_PROVIDED TEXT_:
Tuesday, 11 October 2016

Theatres can be surprising. As I discovered on a hospital project

Avoiding the avoidable is an excellent goal. But sometimes healthcare, including acute healthcare, is simply unavoidable. Not all the people walking into Emergency Departments are ‘walking wounded’ or ‘worried well’ who can be sent home with instructions to see their General Practitioner in the morning. Some really need hospital care and have to be admitted.

However, avoiding the avoidable doesn’t stop at the hospital bedside. Work still needs to be done to make sure that even within a hospital stay, the care delivered is precisely what the patient needs, and no more. In that context, initiatives that I’ve mentioned before that focus on discharge planning are important: from the moment of admission if not before, work needs to be put in place to discharge the patient as quickly as possible:
  • The patient should not have to stay longer in hospital than they need to just because test results are not available
  • If necessary, doctors have to review the organisation of their work to ensure that all the necessary paperwork, including prescriptions, are signed and ready in time for a prompt discharge
  • Where hospitals have to ensure that a patient is discharged to an environment with adequate care, all the arrangements should be in place beforehand
That’s the surest way of avoiding unnecessary hospital care: get the patient out of hospital and no longer incurring the elevated costs of nursing, medical care, tests or hospital drugs, to say nothing of surgery.

Even while in hospital, we can take action to avoid resource wastage. That’s where good information services come into their own again. Sometimes, they don’t even need to do anything exceptionally clever: they simply have to report in a clear and undeniable way on what’s going on in the hospital.

Often, that kind of reporting does just one of two things, both useful:
  • It may confirm what everyone knew, or at least suspected, but couldn’t prove
  • It may surprise people who hadn’t anticipated that the problem would exist
Occasionally, the same piece of information may confirm one person’s suspicion and surprise another. That happened to me when I was working, many years ago, on a reporting system for theatres (as we quaintly refer to operating rooms in the UK) in a major acute hospital. Theatres are hugely costly, both in the amount of capital they require – not just for building space but also for equipment – and in their running costs, requiring large numbers of highly-qualified staff in relation to the numbers of patients. It’s no surprise that many cost-containment initiatives in hospitals make a specific point of working on cutting unnecessary theatre costs.


One of the costliest areas in a hospital
so no bad place to look for economies
The project was fun because we set up a live link between our reporting system and the theatre management system. That meant we could see what stage of an operation any one case had reached: arrival in theatre, start of anaesthesia, first cut, last stitch, out to recovery, return to ward.

_DATA LISTING_:
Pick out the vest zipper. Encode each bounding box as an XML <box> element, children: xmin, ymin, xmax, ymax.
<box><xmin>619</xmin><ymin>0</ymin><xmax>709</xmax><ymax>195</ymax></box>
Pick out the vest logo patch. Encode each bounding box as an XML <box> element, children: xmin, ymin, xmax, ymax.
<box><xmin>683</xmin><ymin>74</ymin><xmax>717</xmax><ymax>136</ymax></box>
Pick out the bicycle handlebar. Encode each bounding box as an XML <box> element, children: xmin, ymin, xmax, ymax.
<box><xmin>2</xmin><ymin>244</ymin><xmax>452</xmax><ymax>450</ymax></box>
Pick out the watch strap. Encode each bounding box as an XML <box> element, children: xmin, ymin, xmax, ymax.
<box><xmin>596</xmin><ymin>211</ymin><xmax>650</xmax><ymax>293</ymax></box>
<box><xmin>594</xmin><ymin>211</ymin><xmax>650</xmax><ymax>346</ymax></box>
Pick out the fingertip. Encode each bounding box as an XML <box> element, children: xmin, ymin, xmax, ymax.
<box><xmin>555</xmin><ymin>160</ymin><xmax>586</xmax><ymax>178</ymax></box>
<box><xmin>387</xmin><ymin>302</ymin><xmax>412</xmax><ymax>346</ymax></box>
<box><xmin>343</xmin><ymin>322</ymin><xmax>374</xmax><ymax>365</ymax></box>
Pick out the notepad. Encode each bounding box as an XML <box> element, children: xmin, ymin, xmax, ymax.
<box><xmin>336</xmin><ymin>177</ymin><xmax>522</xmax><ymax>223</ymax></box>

_EXERCISE DIRECTIONS_: Copy the hospital theatres post word for word, from "Theatres can be" to "to be admitted.".

_ANSWER FOR THIS EXERCISE_:
Theatres can be surprising. As I discovered on a hospital project

Avoiding the avoidable is an excellent goal. But sometimes healthcare, including acute healthcare, is simply unavoidable. Not all the people walking into Emergency Departments are ‘walking wounded’ or ‘worried well’ who can be sent home with instructions to see their General Practitioner in the morning. Some really need hospital care and have to be admitted.